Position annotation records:
┌──
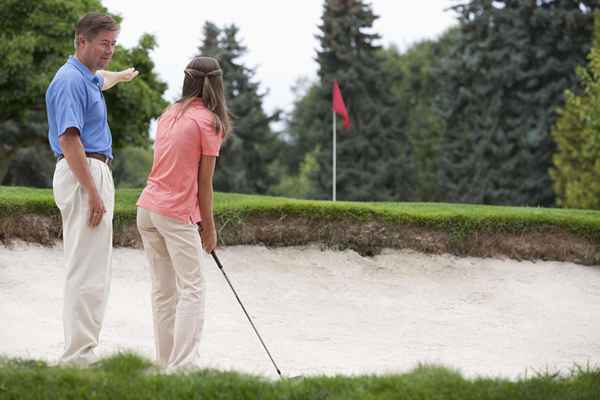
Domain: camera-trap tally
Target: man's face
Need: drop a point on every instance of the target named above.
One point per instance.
(97, 53)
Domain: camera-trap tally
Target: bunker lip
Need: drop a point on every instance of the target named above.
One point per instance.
(366, 238)
(331, 312)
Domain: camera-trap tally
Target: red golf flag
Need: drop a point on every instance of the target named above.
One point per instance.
(338, 104)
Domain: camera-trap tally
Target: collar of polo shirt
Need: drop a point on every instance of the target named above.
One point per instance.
(85, 71)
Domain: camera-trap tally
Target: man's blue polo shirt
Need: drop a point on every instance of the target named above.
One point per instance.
(74, 99)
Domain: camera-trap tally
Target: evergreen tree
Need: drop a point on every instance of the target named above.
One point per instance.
(576, 170)
(416, 84)
(373, 156)
(503, 82)
(244, 165)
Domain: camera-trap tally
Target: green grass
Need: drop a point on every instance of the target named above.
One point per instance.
(458, 219)
(126, 376)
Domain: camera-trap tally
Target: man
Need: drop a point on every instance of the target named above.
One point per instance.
(83, 186)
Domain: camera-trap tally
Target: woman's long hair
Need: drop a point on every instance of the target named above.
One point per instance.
(204, 79)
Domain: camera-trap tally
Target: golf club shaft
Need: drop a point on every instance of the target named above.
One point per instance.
(214, 255)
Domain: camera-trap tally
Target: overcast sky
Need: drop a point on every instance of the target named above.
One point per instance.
(279, 34)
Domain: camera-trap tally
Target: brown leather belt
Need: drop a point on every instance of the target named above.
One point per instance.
(97, 156)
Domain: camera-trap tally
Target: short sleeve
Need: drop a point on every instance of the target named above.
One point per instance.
(210, 139)
(69, 100)
(99, 80)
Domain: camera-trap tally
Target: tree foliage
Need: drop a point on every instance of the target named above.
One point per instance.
(244, 165)
(576, 163)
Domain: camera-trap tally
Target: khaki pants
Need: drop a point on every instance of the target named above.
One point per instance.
(174, 252)
(88, 254)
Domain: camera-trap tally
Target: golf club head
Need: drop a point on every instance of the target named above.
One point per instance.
(294, 378)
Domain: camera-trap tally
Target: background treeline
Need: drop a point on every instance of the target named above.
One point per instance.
(503, 108)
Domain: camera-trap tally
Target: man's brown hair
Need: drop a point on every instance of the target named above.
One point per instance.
(93, 23)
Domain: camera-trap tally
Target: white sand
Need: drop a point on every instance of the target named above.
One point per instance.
(328, 312)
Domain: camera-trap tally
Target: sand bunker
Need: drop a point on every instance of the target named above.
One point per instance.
(333, 312)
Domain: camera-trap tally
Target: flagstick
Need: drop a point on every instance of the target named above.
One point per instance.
(334, 179)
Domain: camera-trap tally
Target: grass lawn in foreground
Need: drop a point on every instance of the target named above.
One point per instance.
(127, 376)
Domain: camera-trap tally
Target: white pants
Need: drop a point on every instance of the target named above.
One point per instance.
(174, 252)
(88, 258)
└──
**Set exercise:**
The records shown above are to be repeated exactly, with the pictures left out.

**The reply:**
Domain: camera-trap tally
Target: man's face
Need: drop a point on every instance of the target named above.
One point per instance.
(97, 53)
Domain: camera-trap tally
Target: bunker lip
Need: drop a point on every instance of the target named above.
One point per instance.
(366, 238)
(331, 312)
Domain: camera-trap tally
Target: red golf flag
Need: drop a point on every instance of the target named above.
One point per instance.
(338, 104)
Domain: camera-trap tally
Target: collar of polo shirt
Need: drop a point on every instance of the target named above.
One point per instance.
(85, 71)
Domain: camera-trap tally
Target: man's blue polo shirt
Need: drop a point on every instance of the target named above.
One point per instance.
(74, 99)
Domain: camera-trap tally
Target: evergreen tree
Need: drop a point on every instance of the target named above.
One point per instance.
(576, 170)
(416, 84)
(373, 156)
(503, 82)
(244, 165)
Domain: camera-trap tally
Target: green grass
Need: drop a point on every instance of the target named above.
One point per instance.
(458, 219)
(126, 376)
Domain: camera-trap tally
Target: man
Need: drop a point on every instance of the target named above.
One point per instance.
(83, 186)
Domain: camera-trap tally
Target: woman's long hair
Need: drop a point on every instance of the target named above.
One point per instance.
(204, 79)
Domain: camera-trap tally
Target: golf club shaft
Need: drop a point on every instance of the target named above.
One point per instance.
(214, 255)
Domain: camera-trap tally
Target: overcast sky
Need: drop a point on every instance of the target named above.
One point per instance.
(279, 34)
Domain: camera-trap tally
Target: brown leather belt
Need: drop a point on every instance of the target named above.
One point per instance.
(97, 156)
Domain: camera-trap tally
Target: short sleeve
Need: drop a point on every instance of the target named above.
One point per instance.
(210, 139)
(69, 100)
(99, 80)
Domain: camera-trap tally
Target: tree foliage
Need: drop a point on every instance of the target named above.
One point per instance.
(244, 165)
(576, 163)
Domain: camera-trap tally
Target: khaki pants
Need: drop a point on every instance of the target named above.
One point per instance.
(174, 252)
(88, 254)
Domain: camera-trap tally
Target: golf club head
Need: drop a point on every instance of the target named above.
One point per instance.
(294, 378)
Domain: camera-trap tally
Target: background treeline
Need: drop a point on every instance of the target named above.
One point per instance.
(503, 108)
Domain: camera-trap tally
Target: man's brown hair
Need: drop a point on every instance of the target named above.
One point per instance.
(93, 23)
Domain: camera-trap tally
Target: white sand
Need: drop a point on every instance of the target named above.
One point per instance.
(328, 312)
Domain: camera-trap tally
Target: sand bunker
Need: drop a point on every instance of the target named above.
One point per instance.
(333, 312)
Domain: camera-trap tally
Target: flagstick
Need: drop a point on every instance of the target named above.
One point per instance.
(334, 179)
Domain: camera-trap tally
Target: grass lawn in foreground
Need: drop a point on every instance of the target named above.
One point per instance.
(127, 376)
Domain: camera-trap tally
Target: white pants
Need: drop a point on every instance of the target named above.
One point per instance.
(174, 252)
(88, 258)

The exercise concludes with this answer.